◆ SOURCE EXCERPT:
┄┄┄┄┄┄┄┄┄┄
By Juan Cole | (Informed Comment) | – –
The Donald Trump-Jeb Bush tiff over whether George W. Bush “kept us safe” is another example of how Donald Trump is better than Karl Rove at politics. Rove had some success with his doctrine of attacking people on their strengths. Like a spiteful child, Trump attacks people on their weaknesses. The Bush loyalists’ refrain that W. “kept us safe” has all along stuck in the craw of everybody else. No one will ever be able to use that line again. Trump has struck.
It is hard to take Trump seriously, and it is possible that there was nothing Bush could have done to forestall 9/11. But it is clear that George W. did not do everything he could have, in part because he was ignorant about the threat of terrorism and in part because he was obsessed with Iraq instead. It was a failure, and one the administration never acknowledged.
The Bush gang tried to divert the attention of the public by making 9/11 about revenge. And it wasn’t even about revenge on al-Qaeda. It was revenge on Iraq, which was blameless in the affair and itself afraid of al-Qaeda. Bush initiated a chain of events where by an al-Qaeda offshoot would end up with 40% of Iraq. The Bush gang cynically used 9/11 to take America to war on false pretenses. They weren’t tearful. They got what they wanted.
Nor is George H. W. Bush’s role as vice president in instigating the Mujahidin holy jihadis in northern Pakistan to fight the Soviets and Communists in Afghanistan irrelevant to this discussion. The Reagan-Bush fascination with far rightwing private armies as tools of American policy helped create al-Qaeda in the first place. George W. can’t be held responsible for that pro-jihadi policy, but let’s just remember that the Bush family is not unconnected to it.
┄┄┄┄┄┄┄┄┄┄
◆ STORED RECORDS:
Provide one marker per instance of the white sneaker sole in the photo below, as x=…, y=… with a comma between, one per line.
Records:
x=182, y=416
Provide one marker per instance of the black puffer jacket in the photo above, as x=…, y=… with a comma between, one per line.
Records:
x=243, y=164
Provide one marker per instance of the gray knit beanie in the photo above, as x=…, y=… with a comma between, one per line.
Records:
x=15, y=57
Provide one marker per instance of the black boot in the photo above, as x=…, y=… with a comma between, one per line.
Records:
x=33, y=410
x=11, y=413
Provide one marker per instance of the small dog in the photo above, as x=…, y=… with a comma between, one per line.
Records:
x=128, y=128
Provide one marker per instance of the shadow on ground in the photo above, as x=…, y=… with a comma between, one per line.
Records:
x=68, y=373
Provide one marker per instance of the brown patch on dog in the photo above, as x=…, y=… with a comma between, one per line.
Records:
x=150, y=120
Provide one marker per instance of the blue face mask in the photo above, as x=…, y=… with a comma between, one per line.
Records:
┄┄┄┄┄┄┄┄┄┄
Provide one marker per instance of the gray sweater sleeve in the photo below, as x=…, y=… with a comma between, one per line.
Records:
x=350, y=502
┄┄┄┄┄┄┄┄┄┄
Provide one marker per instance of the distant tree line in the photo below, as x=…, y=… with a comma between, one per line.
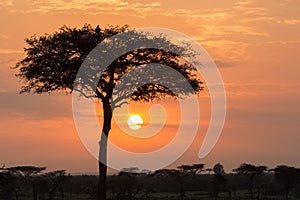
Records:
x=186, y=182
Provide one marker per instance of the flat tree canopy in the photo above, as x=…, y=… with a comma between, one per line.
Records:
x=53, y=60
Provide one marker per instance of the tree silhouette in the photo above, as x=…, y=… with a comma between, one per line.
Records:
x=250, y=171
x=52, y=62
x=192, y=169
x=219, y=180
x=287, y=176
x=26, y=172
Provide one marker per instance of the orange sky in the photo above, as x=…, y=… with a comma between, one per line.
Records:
┄┄┄┄┄┄┄┄┄┄
◆ SHORT TASK 1: In the commentary above on the Trump–Jeb Bush dispute over whether George W. Bush "kept us safe," what share of Iraq does the author say an al-Qaeda offshoot would end up controlling?
◆ SHORT TASK 2: Write the next few sentences of the commentary on the Trump–Jeb Bush dispute, starting after its final paragraph.

◆ FINAL RESULT 1: 40% of Iraq.

◆ FINAL RESULT 2:
But back to W’s responsibility. I explained some of the things Bush and his team did wrong on coming to office in a 2004 posting at this blog. I had read Richard Clarke’s book. He was a full cabinet member under Bill Clinton, with responsibility for counter-terrorism.
Bush demoted him from being a cabinet member to being some sort of adviser. That demotion was crucial. As of that point, Clarke could not call a meeting of the major cabinet members, the principals. They included the Secretary of Defense, Donald Rumsfeld, CIA director George Tenet, and Secretary of State Colin Powell. In the Clinton era, before he was demoted, Clarke could and did call meetings of the principals and read them into the intelligence on al-Qaeda. In spring of 2001 and summer of 2001 Clarke was helpless. He tried one last time in mid-summer. But Bush and the others all went on vacation. Bush was on vacation 42% of the time in 2001 before 9/11.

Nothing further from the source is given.